**DESCRIPTION OF THE TASK**
Count how many of the lines below contain the word "screen", and reply with only that number.

-- Begin STORED RECORDS --

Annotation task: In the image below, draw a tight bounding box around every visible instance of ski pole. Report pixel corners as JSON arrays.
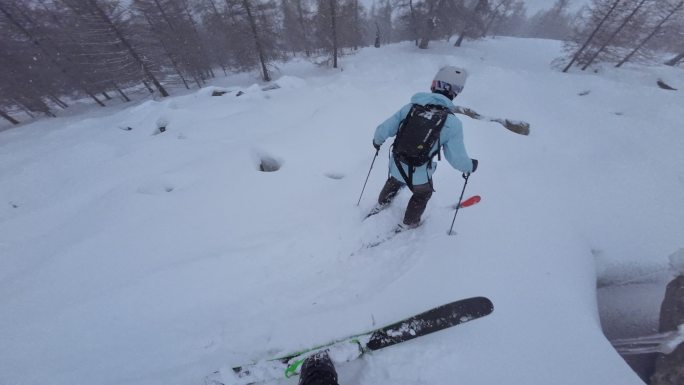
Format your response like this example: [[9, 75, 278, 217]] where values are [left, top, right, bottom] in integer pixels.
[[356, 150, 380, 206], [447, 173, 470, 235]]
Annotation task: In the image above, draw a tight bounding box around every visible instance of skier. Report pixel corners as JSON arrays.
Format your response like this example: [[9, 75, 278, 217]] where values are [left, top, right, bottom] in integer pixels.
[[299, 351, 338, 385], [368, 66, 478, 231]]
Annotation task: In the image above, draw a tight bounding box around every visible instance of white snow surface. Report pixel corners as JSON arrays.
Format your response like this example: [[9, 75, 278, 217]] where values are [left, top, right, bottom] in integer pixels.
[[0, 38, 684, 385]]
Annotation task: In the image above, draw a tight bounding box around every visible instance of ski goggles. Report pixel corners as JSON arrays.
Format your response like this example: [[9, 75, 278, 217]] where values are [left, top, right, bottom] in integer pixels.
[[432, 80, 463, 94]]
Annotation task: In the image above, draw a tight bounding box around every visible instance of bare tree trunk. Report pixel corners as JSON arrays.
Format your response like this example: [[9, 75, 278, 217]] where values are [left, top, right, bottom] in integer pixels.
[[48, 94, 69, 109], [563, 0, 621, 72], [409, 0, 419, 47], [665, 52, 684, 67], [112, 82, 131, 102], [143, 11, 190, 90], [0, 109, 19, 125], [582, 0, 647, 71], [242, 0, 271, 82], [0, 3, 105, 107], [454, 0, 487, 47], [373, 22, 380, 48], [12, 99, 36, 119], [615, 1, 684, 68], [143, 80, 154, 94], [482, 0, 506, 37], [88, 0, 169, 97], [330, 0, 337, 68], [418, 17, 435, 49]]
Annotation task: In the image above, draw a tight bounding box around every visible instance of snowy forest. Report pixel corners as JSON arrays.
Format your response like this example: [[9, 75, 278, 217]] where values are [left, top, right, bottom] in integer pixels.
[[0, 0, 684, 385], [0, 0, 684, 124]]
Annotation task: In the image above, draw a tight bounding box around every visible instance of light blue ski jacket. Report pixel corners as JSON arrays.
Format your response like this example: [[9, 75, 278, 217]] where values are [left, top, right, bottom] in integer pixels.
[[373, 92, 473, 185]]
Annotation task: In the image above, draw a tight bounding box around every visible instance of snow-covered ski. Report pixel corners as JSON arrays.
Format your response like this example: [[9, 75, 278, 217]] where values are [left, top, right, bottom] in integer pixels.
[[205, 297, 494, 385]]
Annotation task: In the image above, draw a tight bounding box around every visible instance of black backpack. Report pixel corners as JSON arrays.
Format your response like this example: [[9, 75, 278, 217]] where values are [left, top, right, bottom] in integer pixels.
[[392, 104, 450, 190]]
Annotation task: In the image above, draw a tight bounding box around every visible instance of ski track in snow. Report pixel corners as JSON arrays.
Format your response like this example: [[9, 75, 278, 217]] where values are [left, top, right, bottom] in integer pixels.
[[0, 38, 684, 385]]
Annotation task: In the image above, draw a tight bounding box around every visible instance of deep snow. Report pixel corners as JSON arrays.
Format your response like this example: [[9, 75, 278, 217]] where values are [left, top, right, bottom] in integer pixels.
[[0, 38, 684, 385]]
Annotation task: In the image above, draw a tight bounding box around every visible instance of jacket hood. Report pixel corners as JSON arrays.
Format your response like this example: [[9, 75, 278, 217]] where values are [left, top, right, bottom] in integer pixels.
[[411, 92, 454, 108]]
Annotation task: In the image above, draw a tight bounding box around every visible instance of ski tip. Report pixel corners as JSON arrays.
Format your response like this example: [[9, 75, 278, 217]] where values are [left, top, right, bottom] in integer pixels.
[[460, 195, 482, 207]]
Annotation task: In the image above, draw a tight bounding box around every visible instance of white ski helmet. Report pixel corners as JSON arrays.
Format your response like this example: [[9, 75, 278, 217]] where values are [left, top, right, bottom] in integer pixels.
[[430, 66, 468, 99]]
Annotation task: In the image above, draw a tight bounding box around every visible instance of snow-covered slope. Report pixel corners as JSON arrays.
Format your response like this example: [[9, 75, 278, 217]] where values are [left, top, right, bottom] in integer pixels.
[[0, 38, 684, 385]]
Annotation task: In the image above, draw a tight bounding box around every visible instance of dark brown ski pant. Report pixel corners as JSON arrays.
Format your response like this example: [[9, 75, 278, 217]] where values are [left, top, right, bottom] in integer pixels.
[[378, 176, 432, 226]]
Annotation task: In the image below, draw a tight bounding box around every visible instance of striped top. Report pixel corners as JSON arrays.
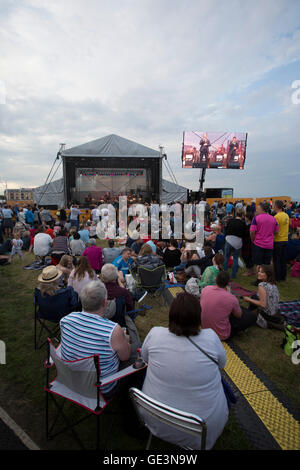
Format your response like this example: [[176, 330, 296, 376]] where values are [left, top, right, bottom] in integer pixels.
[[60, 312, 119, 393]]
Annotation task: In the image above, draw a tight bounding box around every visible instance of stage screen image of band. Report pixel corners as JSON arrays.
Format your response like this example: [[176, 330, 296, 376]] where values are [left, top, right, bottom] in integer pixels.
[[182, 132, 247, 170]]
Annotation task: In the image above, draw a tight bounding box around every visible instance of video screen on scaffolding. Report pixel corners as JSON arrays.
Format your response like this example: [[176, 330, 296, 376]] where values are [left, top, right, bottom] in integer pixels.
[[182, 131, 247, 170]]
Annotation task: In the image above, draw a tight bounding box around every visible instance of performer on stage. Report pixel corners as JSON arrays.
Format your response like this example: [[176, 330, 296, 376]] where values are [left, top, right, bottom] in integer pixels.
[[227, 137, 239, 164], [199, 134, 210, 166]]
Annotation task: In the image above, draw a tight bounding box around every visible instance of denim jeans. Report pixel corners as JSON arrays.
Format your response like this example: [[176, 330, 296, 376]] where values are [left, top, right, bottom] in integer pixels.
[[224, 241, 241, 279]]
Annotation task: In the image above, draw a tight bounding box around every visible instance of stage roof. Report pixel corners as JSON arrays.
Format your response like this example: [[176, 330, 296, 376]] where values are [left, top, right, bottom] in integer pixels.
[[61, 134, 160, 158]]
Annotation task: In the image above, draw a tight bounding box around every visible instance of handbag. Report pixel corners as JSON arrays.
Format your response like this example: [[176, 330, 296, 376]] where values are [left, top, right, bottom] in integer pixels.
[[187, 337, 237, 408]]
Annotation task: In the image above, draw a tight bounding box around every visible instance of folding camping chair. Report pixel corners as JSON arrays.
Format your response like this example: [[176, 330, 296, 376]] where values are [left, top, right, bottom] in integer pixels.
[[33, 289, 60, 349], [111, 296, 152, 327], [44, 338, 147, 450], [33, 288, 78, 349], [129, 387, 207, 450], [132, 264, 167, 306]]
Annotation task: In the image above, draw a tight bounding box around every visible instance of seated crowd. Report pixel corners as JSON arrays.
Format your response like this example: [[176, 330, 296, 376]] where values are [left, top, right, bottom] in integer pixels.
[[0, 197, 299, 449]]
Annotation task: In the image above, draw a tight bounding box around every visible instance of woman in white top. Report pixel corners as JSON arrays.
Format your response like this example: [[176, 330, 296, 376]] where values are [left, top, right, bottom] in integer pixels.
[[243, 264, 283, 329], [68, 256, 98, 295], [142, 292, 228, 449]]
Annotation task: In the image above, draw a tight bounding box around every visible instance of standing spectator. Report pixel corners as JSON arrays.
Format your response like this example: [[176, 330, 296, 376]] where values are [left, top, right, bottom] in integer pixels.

-- End STORED RECORDS --
-- Begin STORED RECORDS --

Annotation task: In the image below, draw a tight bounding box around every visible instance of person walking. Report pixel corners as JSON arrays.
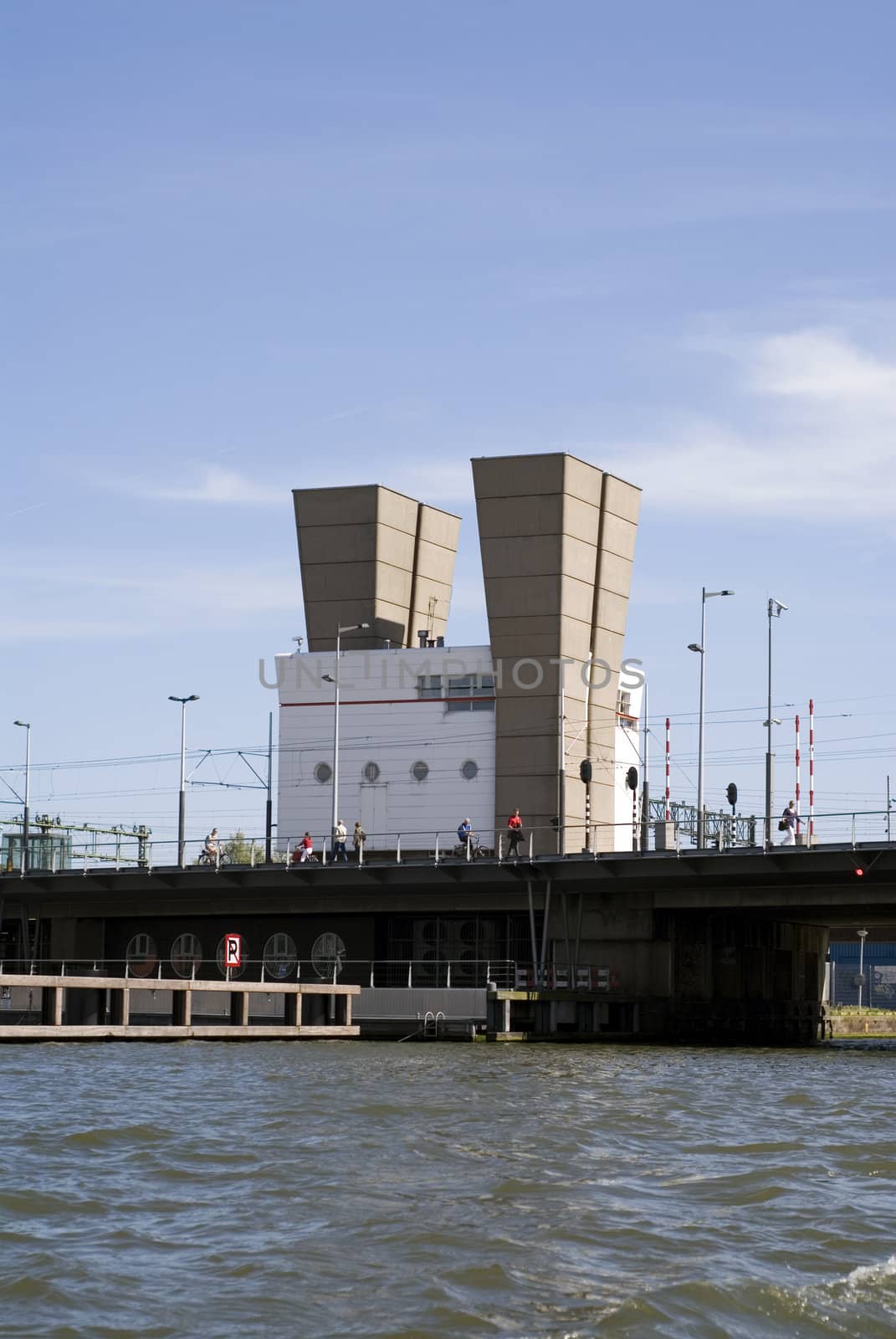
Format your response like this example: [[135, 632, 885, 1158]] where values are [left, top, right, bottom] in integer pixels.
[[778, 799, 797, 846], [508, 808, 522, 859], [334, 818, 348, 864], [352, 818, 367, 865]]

-- End STORED RECORDS --

**RESULT OF THE TASK**
2